Given instruction a:
Select every line of the records that contains the word "hoof", and copy each of those lines out.

Passage:
★ ★ ★ ★ ★ ★ ★

Copy

It's the holiday season

This time of year can feel really hectic, but take time to slow down. Read on for a special story from my own past.

Also, like I promised in last month's newsletter, I've included an excerpt from my NaNoWriMo novel, Confessions of a Former Zombie.

Stop and Admire the Lights

December 21, 2012


I really enjoy being a dad. Here's what happened tonight:

As I was preparing to give Alex his bath tonight, he stared out the window at one of the neighbor's houses. "Lights out there, Dad! Lights!"

"Yep, you're right," I said. "They're pretty, aren't they?"

"Yeah, lights!"

I paused a moment so I could change the subject. "Come on, bud. Time for bath!"

I was tired. It's been a long week--late nights, early mornings, the stress of trying to finish things at work before a long vacation. I was already in sweat pants, looking forward to maybe watching a movie before heading to bed myself.

I went to the bathroom to start the water. He padded along behind me, but then darted to his room. As I reached for the faucet, he came back with some outdoor clothes.

"Lights?" His voice trembled, realizing that we were about to do the normal routine, and that meant he'd soon be in bed. I could tell he was about to cry.

As a parent, I prefer to maintain routines. According to the research I've read, it's good for kids to know what to expect each day. This works for us--I rarely need to discipline him (other than the occasional playing too rough with his brother or the cats). On the other hand, I'm very mindful of helping my kids develop their independence. I want them to feel like their opinion matters.

I took my hand off the faucet. "You know, Alex, you're right. Let's break the rules and go look at some lights."

★ ★ ★ ★ ★ ★ ★

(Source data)

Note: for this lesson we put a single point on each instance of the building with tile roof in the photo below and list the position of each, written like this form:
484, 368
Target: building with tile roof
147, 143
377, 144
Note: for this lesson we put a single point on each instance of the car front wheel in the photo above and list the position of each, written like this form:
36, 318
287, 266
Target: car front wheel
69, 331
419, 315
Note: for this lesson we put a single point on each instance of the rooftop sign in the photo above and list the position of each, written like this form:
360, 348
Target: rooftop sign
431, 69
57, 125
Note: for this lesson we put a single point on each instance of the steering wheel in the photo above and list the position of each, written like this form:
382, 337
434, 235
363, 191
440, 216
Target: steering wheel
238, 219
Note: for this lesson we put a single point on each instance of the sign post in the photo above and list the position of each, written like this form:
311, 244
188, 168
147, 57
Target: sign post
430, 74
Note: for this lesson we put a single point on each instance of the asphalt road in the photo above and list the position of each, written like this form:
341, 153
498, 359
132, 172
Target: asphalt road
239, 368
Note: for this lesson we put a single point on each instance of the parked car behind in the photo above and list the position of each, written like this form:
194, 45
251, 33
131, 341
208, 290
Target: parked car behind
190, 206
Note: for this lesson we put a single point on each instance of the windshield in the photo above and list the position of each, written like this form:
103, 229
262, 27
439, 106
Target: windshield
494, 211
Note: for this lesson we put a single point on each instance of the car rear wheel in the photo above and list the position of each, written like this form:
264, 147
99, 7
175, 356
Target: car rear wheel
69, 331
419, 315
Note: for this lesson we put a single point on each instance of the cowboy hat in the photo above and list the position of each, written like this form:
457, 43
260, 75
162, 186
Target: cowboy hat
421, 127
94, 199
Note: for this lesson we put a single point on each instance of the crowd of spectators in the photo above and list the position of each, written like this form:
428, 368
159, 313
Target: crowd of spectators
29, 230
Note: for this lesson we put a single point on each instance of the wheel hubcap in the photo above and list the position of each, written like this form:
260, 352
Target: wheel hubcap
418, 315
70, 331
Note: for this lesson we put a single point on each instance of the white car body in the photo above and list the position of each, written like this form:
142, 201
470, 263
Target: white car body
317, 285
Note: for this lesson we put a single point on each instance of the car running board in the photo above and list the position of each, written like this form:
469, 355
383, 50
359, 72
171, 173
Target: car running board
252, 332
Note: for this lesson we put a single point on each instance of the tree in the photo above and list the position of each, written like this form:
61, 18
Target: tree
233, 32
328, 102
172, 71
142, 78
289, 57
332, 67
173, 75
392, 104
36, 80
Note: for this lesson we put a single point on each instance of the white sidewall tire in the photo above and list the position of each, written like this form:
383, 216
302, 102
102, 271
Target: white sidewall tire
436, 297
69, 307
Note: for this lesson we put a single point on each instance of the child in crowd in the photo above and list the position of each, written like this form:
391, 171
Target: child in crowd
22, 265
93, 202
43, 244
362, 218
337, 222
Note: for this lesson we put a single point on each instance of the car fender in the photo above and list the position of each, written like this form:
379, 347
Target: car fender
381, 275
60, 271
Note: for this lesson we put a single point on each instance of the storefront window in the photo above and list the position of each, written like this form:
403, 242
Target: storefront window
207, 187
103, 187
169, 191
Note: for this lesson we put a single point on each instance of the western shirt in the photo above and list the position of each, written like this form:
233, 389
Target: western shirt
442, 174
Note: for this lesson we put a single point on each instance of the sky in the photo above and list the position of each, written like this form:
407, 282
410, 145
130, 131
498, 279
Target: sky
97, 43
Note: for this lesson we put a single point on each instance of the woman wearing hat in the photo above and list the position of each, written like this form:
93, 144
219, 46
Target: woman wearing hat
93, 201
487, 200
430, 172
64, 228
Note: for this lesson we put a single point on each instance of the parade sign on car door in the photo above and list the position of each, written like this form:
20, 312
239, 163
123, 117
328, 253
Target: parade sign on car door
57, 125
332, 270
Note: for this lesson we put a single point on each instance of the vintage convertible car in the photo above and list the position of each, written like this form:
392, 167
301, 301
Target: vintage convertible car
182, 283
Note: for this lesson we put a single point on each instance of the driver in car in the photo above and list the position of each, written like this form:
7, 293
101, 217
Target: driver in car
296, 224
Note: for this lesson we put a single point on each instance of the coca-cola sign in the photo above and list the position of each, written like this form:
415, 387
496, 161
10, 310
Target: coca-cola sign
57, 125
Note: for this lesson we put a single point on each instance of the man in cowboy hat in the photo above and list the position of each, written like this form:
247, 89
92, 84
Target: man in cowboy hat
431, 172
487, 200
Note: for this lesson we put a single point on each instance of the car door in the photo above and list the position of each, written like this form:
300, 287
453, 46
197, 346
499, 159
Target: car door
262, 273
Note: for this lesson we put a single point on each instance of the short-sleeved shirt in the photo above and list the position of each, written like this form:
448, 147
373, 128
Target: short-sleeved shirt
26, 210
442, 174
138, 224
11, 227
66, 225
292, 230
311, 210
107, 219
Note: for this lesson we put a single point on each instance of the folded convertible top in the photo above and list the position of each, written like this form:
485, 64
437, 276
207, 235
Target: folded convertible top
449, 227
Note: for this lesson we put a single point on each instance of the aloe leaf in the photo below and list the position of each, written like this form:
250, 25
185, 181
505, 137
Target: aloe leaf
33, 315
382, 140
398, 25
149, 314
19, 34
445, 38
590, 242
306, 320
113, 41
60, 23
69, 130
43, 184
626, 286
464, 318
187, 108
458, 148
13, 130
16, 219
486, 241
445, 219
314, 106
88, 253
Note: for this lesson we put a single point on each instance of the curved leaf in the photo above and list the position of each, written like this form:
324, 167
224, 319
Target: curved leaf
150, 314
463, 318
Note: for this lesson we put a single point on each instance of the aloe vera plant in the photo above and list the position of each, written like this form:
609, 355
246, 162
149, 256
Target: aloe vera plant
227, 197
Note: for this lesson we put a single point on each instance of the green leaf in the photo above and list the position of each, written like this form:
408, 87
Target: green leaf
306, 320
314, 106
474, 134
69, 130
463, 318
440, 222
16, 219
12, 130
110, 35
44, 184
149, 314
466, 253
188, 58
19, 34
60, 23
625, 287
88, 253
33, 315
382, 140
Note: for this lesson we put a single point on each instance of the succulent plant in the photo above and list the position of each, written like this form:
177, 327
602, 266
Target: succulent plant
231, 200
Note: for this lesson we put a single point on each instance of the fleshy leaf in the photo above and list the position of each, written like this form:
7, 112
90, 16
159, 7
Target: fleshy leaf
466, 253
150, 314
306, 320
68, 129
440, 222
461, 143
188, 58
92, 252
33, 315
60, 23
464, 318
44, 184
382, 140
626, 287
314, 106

★ ★ ★ ★ ★ ★ ★

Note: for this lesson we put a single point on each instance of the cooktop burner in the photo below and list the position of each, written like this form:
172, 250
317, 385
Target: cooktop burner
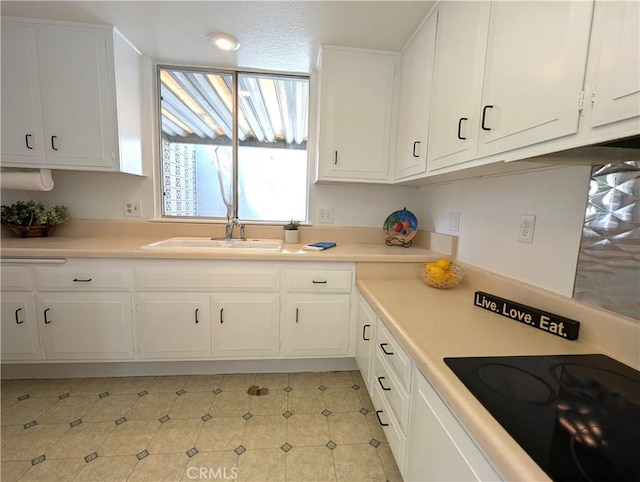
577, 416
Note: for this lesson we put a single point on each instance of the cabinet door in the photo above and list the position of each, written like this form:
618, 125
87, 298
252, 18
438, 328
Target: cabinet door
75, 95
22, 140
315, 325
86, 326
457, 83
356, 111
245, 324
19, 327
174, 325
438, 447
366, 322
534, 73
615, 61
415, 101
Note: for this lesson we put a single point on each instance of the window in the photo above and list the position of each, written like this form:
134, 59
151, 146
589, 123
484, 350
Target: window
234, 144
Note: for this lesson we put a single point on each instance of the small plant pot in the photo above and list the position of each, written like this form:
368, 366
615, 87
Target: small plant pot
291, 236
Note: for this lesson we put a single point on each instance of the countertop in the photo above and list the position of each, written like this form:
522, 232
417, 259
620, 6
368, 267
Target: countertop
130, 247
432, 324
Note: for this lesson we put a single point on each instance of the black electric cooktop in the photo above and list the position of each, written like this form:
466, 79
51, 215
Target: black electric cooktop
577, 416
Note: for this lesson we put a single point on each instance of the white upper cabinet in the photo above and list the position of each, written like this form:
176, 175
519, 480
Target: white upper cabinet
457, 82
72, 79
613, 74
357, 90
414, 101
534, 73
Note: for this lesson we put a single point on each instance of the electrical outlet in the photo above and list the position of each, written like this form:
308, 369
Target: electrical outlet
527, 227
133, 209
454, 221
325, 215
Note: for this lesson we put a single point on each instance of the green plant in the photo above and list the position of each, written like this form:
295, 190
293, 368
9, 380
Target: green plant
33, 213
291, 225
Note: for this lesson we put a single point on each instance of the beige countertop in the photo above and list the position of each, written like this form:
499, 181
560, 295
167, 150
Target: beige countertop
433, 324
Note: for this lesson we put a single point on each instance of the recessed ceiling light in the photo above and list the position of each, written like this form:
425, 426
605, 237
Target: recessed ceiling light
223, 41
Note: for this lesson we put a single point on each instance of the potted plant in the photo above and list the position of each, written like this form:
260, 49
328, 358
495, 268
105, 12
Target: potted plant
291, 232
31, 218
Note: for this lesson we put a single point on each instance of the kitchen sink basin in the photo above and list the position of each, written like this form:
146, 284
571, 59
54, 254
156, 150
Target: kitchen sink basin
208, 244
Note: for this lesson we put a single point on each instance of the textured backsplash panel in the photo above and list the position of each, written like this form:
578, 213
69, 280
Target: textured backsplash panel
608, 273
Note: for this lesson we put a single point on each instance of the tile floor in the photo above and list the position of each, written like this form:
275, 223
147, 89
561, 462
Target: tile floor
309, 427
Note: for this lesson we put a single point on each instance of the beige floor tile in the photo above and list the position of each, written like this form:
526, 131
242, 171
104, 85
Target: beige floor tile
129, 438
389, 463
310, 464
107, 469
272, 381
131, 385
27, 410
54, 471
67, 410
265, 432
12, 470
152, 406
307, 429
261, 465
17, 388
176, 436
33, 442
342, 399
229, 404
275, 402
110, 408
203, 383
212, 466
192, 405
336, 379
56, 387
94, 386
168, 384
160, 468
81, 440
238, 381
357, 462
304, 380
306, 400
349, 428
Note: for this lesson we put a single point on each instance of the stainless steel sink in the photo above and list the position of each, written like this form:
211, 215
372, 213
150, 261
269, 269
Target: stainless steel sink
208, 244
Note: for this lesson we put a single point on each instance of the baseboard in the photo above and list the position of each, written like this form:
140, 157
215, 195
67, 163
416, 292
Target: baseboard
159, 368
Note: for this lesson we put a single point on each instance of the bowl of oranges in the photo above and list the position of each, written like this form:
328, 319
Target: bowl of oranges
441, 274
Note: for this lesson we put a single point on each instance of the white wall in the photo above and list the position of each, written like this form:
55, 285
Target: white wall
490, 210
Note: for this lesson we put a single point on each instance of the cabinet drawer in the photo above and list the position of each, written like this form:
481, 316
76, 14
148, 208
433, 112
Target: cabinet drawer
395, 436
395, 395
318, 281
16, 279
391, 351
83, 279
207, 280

★ ★ ★ ★ ★ ★ ★

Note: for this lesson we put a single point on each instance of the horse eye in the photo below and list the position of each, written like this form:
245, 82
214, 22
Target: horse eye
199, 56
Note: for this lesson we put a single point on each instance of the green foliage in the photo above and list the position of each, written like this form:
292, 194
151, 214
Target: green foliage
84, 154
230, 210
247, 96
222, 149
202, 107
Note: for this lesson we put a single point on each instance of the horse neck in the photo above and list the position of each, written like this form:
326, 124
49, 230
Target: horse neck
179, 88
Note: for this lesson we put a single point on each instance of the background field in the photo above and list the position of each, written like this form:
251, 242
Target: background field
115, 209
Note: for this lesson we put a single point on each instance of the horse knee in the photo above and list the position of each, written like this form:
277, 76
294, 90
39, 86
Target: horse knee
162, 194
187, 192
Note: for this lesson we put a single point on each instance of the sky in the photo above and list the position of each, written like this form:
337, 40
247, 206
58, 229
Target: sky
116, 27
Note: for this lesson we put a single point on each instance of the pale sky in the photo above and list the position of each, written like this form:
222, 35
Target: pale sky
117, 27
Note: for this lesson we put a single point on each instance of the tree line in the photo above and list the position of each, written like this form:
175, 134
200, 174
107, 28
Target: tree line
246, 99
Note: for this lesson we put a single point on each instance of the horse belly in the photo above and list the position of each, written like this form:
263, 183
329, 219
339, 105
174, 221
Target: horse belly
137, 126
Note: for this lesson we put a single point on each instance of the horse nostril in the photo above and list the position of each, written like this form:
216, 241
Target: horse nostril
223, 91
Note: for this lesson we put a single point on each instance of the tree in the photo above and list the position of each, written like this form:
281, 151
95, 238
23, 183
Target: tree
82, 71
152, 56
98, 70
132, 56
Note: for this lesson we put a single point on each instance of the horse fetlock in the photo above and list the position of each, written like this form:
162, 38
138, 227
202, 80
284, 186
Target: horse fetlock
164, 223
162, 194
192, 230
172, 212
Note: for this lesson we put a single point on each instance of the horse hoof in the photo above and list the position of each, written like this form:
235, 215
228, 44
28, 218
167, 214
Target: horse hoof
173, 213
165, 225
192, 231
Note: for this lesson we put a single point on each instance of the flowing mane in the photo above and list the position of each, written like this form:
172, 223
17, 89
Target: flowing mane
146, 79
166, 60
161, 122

★ ★ ★ ★ ★ ★ ★

Given instruction b:
Rename "bathroom" to "washroom" in the holiday newsletter, then write out everything from "I went to the" down to "some outdoor clothes." with that change made.

Full output a:
Note: for this lesson we put a single point on each instance of the horse hoof in the photo above and list the position of each, written like this form:
Target: horse hoof

Full output b:
I went to the washroom to start the water. He padded along behind me, but then darted to his room. As I reached for the faucet, he came back with some outdoor clothes.